Passage to read.
Posted by Thomas Weise <th...@datatorrent.com>.
Hi Alex,

If you can reproduce the error with 2 partitions, then the issue must be
something else. Can you share some info about the DAG? Are the HDHT
partitions parallel partitioned?

You can send me the info offline, if not suitable for mailing list.

Thanks

On Sun, Apr 3, 2016 at 7:20 AM, McCullough, Alex <
Alex.McCullough@capitalone.com> wrote:

> Hey Thomas,
>
> It is a 15 node cluster, I included the cluster summary below. If I run on
> 1 partition no issues, other than it backs up a bit, but as soon as I move
> to multiple partitions I get those errors. We are using a
> AbstractFileInputOperator to read the file off of HDFS so I started with
> the Emit Batch Size property of 5, which gets us around 250 tuples/sec, and
> that fails on everything but 1 partition. On the single partition I worked
> it up to 25 and didn’t see the issues, just kind of laggy.
>
> Thanks,
> Alex
>
>
> Summary
> Security is off.
> Safemode is off.
> 8,670,027 files and directories, 8,835,720 blocks = 17,505,747 total
> filesystem object(s).
> Heap Memory used 3.34 GB of 4.83 GB Heap Memory.
> Max Heap Memory is 4.83 GB.
> Non Heap Memory used 71.04 MB of 99.31 MB
> Committed Non Heap Memory.
> Max Non Heap Memory is 130 MB.

Stated exercise 1. Write out everything in the partitioning thread from "If you can reproduce" down to "for mailing list.".

Data rows.
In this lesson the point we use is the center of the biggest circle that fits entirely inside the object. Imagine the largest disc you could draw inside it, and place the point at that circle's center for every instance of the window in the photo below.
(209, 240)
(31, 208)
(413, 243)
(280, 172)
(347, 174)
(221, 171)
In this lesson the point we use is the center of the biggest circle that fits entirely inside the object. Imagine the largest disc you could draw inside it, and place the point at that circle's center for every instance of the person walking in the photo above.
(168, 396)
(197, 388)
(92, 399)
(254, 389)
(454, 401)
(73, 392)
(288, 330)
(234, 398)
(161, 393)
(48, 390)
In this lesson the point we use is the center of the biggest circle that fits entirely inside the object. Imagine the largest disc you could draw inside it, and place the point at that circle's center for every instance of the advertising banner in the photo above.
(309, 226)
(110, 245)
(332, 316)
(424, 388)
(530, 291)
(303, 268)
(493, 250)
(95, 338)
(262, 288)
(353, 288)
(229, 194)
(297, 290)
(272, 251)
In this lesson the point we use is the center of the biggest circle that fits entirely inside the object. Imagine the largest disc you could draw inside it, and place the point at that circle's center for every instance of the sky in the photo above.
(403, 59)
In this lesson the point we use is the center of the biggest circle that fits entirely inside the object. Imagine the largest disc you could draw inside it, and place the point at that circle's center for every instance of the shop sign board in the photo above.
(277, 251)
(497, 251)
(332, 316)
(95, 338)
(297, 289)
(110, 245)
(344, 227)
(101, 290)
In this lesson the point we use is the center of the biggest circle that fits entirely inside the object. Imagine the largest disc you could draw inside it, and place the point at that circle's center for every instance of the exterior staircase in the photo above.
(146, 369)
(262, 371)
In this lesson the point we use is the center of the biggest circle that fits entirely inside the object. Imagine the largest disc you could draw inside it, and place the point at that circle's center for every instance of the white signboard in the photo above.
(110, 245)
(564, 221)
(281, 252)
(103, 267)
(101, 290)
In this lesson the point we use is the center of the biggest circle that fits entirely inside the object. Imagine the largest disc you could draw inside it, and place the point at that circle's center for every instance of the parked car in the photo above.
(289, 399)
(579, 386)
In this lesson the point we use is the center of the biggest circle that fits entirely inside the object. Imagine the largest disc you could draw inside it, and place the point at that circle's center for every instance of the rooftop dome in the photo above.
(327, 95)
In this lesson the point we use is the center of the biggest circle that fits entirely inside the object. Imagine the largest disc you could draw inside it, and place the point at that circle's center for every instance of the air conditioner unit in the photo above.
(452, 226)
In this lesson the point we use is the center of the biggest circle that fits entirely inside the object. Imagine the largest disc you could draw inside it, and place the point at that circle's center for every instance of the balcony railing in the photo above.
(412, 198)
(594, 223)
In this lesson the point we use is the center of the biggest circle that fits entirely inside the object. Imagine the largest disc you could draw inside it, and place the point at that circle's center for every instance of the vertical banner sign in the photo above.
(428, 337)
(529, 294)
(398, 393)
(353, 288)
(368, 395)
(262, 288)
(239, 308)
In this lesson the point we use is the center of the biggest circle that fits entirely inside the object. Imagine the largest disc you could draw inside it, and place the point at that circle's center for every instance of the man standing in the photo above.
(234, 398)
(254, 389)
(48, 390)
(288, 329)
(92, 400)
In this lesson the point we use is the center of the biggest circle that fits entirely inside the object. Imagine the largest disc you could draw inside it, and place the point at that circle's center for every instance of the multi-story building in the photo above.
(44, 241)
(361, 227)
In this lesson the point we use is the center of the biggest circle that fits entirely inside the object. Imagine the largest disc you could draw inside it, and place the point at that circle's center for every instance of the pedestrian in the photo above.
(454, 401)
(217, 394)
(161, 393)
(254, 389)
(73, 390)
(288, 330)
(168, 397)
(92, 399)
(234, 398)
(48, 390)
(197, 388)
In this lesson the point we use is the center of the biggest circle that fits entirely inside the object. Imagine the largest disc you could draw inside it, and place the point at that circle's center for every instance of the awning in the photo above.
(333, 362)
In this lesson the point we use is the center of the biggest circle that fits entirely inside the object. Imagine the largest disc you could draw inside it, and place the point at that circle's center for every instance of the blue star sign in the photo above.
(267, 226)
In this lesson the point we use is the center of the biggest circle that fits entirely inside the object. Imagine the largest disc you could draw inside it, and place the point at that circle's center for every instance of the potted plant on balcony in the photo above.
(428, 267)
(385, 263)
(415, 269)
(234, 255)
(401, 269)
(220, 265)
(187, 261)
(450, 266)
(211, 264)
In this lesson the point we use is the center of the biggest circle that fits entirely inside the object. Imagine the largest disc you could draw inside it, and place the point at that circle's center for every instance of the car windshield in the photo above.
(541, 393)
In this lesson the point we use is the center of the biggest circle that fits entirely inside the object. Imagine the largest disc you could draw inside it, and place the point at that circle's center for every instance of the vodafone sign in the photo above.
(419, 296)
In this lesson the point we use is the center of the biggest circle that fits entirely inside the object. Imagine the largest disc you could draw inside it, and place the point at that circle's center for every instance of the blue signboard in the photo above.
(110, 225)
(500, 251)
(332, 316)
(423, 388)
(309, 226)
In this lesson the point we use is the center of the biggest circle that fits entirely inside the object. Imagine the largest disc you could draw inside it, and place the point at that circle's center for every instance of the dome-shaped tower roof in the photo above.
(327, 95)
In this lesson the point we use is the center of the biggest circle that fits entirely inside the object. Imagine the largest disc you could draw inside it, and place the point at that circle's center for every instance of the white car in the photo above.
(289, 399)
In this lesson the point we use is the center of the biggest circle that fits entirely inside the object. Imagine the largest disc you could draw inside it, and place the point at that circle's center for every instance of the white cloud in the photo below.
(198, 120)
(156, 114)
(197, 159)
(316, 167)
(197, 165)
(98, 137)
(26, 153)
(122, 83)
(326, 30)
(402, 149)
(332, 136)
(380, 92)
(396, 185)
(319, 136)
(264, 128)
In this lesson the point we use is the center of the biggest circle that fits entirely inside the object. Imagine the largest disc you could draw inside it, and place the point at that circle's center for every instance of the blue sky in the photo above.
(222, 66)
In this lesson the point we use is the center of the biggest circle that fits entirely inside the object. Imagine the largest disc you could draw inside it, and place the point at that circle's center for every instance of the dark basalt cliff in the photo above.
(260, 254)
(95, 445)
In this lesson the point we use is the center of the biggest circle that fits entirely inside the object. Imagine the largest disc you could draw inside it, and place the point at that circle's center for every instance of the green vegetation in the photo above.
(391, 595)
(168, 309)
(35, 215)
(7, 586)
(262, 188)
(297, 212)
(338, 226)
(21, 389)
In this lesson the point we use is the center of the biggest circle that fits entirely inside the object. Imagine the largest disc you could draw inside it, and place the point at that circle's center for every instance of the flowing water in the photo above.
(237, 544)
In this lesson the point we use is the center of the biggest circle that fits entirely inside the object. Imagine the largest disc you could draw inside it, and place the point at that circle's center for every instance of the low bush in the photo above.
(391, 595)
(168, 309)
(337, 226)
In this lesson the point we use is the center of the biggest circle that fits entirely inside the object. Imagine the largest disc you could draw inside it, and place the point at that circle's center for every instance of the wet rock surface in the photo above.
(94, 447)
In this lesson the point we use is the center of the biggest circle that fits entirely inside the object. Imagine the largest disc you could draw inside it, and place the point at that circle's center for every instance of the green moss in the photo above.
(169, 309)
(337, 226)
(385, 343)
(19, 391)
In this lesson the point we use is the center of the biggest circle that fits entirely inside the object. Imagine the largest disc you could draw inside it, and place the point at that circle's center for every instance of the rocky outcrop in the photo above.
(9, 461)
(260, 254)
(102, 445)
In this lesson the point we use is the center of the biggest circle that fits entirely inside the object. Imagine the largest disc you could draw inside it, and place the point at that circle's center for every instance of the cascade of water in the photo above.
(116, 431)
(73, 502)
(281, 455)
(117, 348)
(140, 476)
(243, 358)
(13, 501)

Stated exercise 2. Show each line of the listing that contains the word "exterior", matching case exactly.

Final result 1.
If you can reproduce the error with 2 partitions, then the issue must be
something else. Can you share some info about the DAG? Are the HDHT
partitions parallel partitioned?

You can send me the info offline, if not suitable for mailing list.

Final result 2.
In this lesson the point we use is the center of the biggest circle that fits entirely inside the object. Imagine the largest disc you could draw inside it, and place the point at that circle's center for every instance of the exterior staircase in the photo above.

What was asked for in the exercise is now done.